▶ **Problem description**: Quote word for word every line in the items below, from the line containing "the gray baseball" down to the line containing "(1132, 846)", with both of those lines included.

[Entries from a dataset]
— Begin —

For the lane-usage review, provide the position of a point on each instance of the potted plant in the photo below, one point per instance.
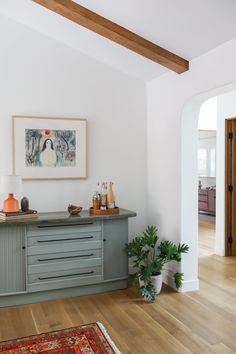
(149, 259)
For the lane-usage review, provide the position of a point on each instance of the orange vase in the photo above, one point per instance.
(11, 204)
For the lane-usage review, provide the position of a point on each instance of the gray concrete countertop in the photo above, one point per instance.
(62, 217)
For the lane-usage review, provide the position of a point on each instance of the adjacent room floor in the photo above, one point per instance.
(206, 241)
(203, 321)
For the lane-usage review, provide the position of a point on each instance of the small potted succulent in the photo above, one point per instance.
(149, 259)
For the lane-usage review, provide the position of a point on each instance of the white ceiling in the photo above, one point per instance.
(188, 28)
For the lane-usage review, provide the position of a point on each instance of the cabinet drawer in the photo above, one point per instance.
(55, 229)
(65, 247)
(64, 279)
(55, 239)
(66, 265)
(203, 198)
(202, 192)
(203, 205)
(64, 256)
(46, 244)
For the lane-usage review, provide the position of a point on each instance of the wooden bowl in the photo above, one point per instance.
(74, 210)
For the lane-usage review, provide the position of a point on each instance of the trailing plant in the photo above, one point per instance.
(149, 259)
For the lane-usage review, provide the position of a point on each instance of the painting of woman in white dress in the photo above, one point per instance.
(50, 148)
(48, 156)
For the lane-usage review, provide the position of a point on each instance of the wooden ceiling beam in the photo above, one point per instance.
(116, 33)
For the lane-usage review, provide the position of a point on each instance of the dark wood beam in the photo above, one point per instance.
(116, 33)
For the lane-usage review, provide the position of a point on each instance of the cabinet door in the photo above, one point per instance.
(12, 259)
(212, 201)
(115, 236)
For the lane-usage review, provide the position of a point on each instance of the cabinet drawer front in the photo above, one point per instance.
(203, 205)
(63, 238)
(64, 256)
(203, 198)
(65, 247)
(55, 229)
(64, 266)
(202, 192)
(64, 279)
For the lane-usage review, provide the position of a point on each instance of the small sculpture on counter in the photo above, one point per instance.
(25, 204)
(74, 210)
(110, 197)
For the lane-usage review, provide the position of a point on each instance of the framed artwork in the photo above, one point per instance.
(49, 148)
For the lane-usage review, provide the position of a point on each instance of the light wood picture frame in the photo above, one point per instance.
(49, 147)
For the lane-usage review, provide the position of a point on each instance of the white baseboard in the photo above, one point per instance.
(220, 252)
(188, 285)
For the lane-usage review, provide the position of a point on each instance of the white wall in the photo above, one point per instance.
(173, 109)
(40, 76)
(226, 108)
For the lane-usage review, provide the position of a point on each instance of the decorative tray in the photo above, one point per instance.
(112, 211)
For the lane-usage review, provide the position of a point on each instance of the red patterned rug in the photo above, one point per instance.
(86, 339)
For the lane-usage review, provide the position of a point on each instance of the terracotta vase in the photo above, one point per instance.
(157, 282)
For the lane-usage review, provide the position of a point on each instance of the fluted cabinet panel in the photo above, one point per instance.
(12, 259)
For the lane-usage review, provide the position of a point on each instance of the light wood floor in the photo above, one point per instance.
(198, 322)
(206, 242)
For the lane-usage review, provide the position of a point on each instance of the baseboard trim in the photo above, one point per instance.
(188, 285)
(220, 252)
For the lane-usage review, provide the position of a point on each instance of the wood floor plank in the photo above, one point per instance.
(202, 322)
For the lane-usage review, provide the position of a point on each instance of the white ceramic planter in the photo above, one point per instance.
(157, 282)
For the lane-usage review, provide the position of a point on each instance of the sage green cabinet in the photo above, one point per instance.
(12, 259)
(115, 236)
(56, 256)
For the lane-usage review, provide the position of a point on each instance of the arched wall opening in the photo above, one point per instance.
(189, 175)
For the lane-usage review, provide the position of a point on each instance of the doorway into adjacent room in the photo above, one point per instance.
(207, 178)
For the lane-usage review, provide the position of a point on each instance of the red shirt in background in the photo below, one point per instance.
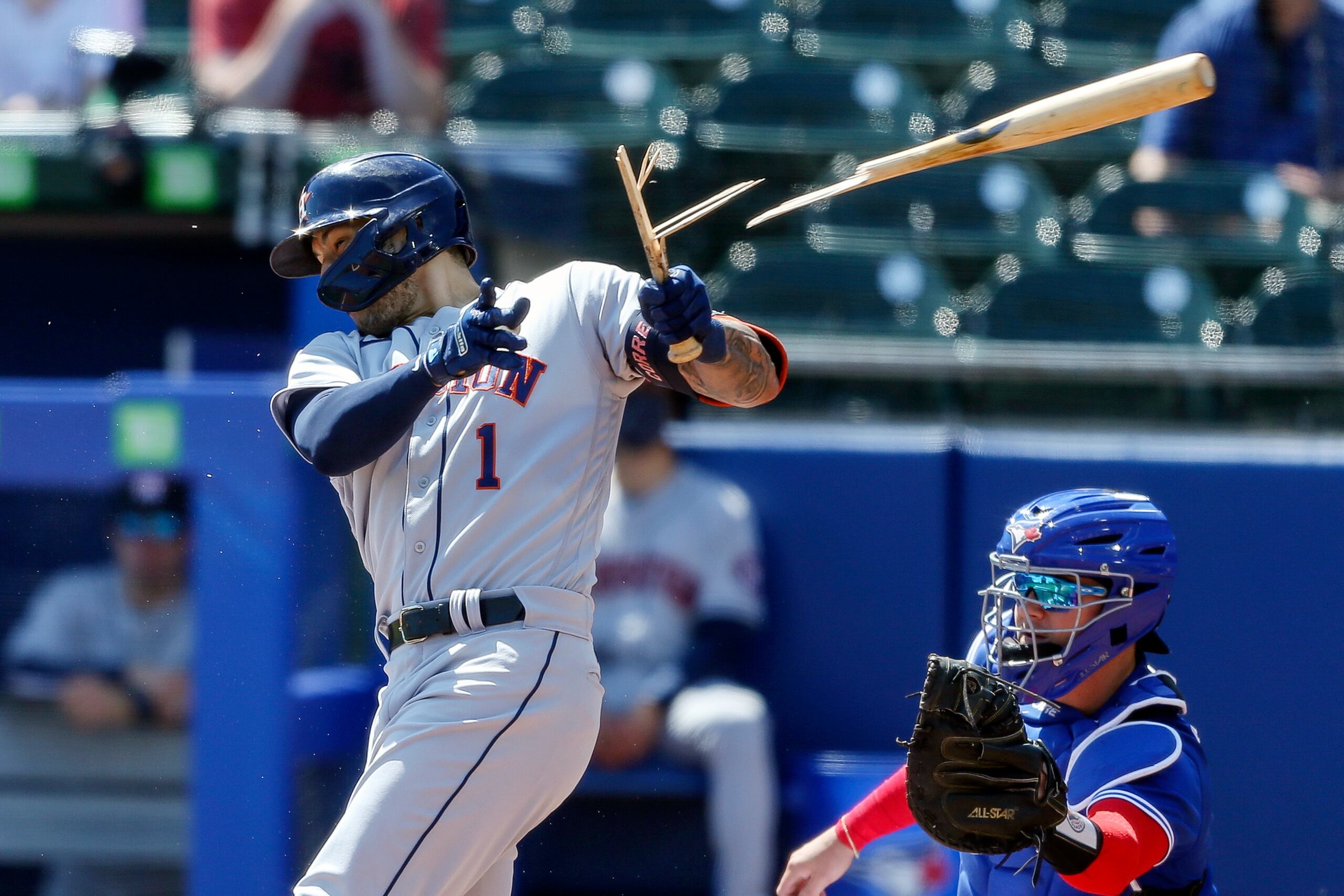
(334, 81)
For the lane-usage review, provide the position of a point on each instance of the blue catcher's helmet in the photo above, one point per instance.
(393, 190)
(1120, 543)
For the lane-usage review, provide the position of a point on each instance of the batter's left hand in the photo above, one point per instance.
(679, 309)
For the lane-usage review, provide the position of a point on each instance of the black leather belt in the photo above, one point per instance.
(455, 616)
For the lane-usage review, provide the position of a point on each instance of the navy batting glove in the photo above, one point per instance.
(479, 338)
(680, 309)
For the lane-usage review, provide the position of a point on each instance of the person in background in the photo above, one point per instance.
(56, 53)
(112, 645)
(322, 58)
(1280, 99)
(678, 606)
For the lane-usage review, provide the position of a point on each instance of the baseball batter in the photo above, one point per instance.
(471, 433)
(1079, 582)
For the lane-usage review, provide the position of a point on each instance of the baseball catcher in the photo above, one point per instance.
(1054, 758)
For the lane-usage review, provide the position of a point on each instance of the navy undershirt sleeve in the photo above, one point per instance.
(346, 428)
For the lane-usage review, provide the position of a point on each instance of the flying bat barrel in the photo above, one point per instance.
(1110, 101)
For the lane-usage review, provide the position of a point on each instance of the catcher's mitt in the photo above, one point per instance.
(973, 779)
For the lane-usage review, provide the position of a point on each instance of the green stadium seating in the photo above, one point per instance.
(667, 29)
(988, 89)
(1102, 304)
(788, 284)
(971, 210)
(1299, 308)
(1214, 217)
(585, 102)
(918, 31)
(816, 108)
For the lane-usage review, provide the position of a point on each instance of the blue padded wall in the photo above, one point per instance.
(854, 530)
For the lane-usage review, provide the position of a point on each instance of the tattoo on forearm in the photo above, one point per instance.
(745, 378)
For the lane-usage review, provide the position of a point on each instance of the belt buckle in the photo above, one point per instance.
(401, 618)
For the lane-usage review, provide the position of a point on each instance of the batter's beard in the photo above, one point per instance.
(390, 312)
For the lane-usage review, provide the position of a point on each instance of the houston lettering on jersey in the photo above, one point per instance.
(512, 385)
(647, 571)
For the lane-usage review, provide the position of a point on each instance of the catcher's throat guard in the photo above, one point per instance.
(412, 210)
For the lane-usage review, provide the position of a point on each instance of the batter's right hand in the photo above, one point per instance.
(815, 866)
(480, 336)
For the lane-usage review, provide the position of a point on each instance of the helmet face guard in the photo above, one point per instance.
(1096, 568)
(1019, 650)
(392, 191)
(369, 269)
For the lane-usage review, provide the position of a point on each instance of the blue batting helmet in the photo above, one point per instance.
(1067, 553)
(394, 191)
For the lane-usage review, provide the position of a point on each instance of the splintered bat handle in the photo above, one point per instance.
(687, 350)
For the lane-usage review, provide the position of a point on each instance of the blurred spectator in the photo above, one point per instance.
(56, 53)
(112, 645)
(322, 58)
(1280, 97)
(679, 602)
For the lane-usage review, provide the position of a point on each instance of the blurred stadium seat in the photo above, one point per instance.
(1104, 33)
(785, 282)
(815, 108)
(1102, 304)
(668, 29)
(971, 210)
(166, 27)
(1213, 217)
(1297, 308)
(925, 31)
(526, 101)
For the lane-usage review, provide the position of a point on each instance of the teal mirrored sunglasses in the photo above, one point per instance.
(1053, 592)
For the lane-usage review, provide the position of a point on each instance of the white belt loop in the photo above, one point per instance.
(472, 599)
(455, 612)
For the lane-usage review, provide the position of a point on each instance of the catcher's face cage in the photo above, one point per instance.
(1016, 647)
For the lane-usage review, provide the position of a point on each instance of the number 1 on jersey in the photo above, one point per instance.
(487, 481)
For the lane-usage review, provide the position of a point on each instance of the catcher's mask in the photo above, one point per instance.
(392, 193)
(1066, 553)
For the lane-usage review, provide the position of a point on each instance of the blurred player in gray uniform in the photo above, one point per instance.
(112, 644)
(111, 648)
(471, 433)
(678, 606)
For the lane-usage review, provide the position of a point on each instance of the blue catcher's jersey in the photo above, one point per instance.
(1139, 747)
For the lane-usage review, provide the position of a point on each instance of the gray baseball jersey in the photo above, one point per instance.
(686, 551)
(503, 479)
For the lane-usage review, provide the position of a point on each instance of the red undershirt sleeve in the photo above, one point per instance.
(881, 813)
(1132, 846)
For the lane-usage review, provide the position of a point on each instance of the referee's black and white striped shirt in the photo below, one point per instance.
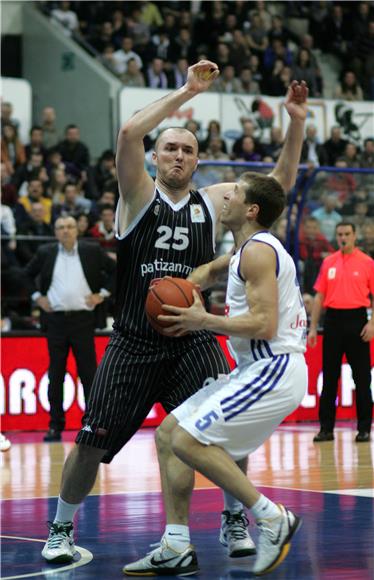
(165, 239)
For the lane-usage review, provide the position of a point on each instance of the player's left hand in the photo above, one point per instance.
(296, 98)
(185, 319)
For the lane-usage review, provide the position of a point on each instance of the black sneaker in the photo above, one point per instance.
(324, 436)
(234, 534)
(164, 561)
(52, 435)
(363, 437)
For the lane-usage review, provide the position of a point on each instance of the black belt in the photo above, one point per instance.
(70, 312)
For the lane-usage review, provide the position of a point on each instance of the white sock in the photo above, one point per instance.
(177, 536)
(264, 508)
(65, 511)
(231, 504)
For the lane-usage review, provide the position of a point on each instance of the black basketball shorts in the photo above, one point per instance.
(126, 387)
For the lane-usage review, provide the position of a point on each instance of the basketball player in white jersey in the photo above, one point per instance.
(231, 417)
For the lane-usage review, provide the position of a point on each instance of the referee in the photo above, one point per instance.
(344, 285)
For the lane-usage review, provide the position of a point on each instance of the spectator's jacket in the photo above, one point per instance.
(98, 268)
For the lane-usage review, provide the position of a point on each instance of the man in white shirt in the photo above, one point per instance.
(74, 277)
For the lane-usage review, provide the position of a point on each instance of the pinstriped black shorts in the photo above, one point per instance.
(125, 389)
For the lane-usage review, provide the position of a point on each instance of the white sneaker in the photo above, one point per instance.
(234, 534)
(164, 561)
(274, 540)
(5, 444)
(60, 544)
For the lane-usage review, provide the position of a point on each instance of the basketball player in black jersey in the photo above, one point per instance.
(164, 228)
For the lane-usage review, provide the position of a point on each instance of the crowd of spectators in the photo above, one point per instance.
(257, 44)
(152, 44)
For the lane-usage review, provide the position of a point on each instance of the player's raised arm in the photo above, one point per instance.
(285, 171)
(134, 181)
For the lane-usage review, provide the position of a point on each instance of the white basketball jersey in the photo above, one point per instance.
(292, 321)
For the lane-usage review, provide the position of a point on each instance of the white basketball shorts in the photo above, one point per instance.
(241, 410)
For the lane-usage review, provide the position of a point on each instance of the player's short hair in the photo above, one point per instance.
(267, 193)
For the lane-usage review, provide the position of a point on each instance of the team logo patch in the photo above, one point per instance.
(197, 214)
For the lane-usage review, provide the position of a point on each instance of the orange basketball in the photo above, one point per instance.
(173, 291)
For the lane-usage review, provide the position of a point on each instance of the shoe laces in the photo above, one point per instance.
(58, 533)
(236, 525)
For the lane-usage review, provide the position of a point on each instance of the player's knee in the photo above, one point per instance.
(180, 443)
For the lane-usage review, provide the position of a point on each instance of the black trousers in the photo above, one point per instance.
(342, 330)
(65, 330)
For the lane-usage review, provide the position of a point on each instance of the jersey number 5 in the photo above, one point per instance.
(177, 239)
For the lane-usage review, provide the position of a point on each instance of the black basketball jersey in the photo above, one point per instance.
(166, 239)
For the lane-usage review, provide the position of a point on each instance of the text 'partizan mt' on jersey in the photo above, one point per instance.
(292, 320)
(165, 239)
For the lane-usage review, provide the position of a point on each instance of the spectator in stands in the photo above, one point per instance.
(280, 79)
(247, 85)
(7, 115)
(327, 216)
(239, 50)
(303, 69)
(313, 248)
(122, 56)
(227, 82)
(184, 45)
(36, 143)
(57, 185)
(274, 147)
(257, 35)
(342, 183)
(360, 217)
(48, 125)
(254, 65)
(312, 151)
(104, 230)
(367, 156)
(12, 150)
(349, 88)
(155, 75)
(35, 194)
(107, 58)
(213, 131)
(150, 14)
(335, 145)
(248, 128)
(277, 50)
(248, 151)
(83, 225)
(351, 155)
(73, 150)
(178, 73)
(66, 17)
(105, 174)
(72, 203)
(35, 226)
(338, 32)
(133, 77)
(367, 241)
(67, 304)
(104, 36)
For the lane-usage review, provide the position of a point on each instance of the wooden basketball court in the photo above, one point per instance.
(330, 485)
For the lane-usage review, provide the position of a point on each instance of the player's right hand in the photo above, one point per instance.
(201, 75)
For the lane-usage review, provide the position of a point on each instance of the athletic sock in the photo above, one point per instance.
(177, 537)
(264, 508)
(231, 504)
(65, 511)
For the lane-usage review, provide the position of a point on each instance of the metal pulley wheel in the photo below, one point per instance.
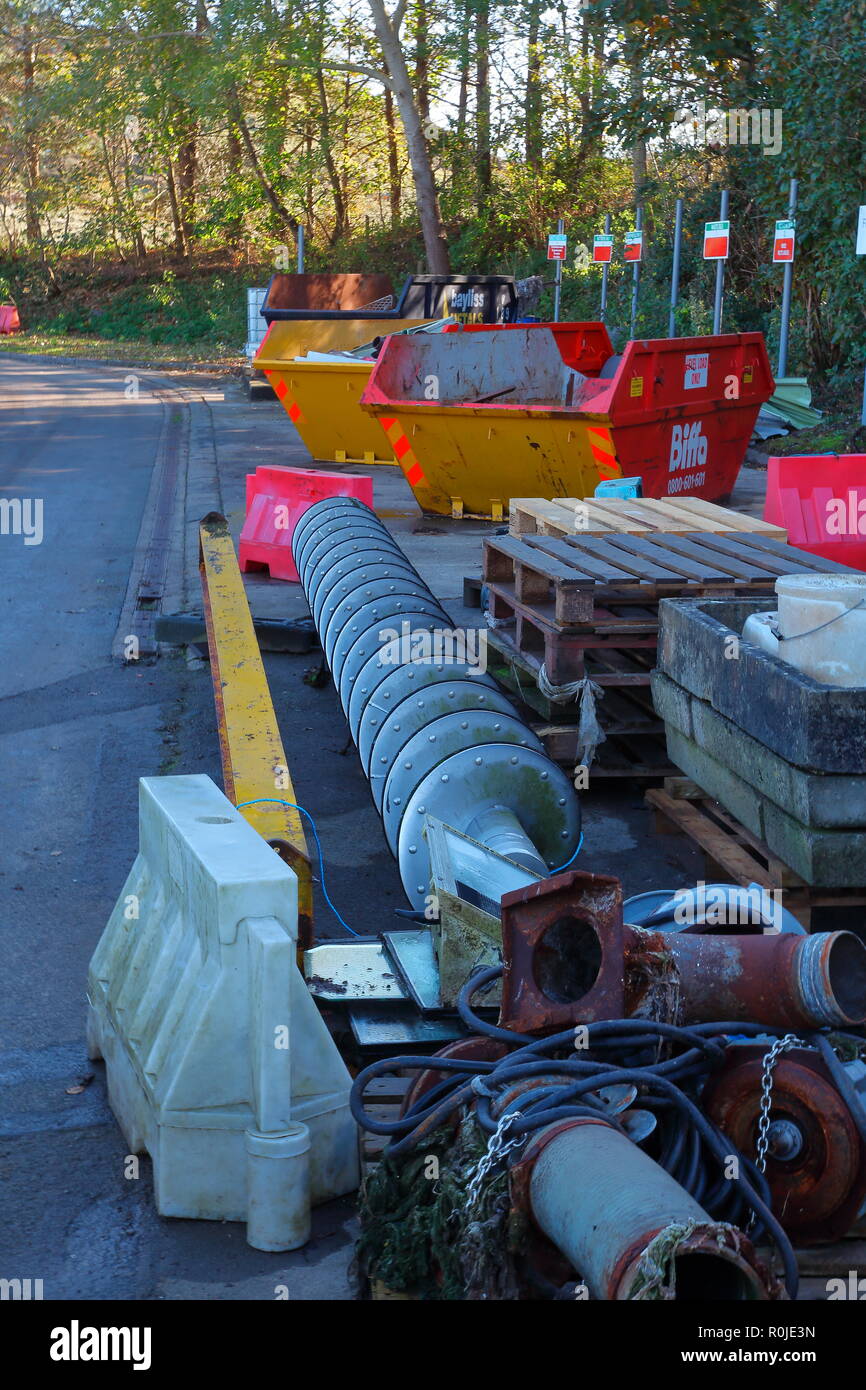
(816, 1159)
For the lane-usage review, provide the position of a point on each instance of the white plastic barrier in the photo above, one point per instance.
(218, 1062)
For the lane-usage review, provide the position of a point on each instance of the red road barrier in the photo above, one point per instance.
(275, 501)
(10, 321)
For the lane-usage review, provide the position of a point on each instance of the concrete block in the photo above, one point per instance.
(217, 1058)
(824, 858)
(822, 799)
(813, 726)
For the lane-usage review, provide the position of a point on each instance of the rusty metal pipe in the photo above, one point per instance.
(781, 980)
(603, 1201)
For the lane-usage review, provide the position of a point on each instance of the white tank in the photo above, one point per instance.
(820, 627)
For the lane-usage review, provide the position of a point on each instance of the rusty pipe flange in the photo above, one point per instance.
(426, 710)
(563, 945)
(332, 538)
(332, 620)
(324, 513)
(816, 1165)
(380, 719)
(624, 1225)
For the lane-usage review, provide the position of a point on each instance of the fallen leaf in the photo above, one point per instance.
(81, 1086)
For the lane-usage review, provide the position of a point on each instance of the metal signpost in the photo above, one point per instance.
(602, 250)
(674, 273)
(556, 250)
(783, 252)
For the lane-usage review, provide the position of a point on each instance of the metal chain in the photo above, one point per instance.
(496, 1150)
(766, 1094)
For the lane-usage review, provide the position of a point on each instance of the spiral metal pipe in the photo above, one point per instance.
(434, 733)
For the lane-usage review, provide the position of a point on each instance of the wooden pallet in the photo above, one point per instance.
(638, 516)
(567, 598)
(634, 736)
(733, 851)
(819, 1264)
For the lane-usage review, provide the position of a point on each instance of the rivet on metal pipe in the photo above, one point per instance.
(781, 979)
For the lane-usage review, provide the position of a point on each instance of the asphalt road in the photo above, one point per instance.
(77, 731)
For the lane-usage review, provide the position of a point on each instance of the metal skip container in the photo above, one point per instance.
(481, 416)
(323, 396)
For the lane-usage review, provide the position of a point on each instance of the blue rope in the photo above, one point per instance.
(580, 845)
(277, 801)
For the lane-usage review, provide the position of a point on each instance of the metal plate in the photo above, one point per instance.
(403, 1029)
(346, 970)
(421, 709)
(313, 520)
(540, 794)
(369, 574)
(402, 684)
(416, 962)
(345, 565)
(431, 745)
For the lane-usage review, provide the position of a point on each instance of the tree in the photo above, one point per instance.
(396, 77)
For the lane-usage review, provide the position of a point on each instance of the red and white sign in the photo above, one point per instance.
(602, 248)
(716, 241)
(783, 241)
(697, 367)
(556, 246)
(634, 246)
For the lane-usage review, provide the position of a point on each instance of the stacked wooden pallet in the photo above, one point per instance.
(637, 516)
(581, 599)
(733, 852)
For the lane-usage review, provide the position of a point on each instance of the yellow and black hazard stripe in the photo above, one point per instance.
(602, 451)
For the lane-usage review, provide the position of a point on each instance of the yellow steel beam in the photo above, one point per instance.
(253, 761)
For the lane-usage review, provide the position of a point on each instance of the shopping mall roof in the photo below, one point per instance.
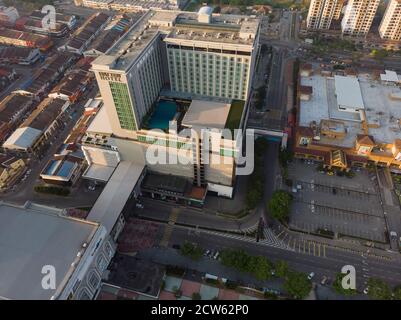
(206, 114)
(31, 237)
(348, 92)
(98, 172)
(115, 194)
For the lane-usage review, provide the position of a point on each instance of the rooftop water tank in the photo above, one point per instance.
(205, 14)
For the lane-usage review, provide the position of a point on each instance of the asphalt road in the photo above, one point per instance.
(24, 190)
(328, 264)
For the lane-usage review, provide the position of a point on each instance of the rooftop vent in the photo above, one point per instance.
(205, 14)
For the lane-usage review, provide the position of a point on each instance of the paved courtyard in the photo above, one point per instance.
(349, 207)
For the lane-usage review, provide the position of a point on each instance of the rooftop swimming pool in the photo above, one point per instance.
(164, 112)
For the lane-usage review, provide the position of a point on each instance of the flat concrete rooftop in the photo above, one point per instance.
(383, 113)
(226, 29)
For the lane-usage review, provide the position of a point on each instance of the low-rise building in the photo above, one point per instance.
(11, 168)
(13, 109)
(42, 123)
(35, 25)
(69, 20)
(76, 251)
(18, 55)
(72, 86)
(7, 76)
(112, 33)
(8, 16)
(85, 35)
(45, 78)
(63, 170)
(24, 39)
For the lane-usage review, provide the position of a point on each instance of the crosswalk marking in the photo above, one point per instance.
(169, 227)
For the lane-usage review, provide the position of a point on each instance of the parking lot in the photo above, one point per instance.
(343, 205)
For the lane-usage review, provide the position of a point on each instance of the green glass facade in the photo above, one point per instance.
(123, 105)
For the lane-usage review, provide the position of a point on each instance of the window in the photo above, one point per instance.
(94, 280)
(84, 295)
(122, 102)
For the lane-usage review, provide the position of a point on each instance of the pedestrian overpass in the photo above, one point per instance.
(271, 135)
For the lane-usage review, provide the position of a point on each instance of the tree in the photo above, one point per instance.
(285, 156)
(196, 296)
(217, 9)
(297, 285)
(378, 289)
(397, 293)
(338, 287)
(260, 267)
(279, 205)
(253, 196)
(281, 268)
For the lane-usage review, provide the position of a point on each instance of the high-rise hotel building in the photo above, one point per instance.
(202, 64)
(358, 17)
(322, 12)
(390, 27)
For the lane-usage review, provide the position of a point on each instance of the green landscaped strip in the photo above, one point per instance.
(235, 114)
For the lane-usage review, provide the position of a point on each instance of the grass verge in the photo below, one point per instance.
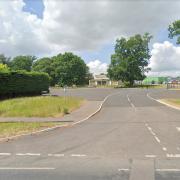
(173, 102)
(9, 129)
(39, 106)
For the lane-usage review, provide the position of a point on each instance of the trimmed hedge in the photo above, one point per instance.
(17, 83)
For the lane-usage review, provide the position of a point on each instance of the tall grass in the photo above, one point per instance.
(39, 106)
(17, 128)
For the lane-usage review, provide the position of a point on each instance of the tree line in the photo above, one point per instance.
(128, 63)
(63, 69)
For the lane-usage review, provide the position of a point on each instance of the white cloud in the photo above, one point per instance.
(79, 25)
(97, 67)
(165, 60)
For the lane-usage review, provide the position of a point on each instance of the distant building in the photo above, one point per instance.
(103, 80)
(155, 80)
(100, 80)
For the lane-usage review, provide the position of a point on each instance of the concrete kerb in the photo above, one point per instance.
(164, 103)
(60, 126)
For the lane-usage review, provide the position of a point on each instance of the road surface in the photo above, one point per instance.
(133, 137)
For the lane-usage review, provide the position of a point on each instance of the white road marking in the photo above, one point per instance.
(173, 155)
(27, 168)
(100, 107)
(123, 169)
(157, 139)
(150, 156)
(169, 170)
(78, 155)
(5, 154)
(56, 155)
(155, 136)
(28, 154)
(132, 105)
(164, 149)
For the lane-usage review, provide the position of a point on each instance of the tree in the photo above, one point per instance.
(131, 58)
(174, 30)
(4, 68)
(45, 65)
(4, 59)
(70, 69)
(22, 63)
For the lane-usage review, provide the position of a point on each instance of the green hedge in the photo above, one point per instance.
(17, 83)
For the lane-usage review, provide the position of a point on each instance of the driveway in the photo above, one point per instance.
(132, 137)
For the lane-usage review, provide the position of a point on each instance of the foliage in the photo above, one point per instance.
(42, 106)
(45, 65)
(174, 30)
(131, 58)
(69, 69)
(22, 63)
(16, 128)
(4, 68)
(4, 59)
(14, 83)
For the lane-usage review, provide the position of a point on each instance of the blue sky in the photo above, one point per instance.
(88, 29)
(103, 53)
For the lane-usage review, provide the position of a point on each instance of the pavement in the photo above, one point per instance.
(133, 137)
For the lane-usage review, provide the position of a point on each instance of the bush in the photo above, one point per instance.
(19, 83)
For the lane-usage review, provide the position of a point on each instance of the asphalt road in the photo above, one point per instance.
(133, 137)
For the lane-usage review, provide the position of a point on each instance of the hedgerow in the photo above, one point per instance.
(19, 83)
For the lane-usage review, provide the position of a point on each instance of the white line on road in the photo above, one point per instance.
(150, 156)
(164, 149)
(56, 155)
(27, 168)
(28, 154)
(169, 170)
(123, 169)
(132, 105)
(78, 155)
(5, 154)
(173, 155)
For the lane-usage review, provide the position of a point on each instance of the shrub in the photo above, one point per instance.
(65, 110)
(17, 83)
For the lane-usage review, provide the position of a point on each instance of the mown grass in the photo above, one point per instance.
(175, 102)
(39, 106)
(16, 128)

— End —

▶ **Answer to the task**:
For the lane-usage review, provide the position of a point on each instance of the gray baseball jersey in the photo above, one point per instance.
(686, 551)
(503, 479)
For the lane-usage review, provide the position of a point on each instance of the red undershirt sleeve in the photo above, one point per instance.
(881, 813)
(1132, 846)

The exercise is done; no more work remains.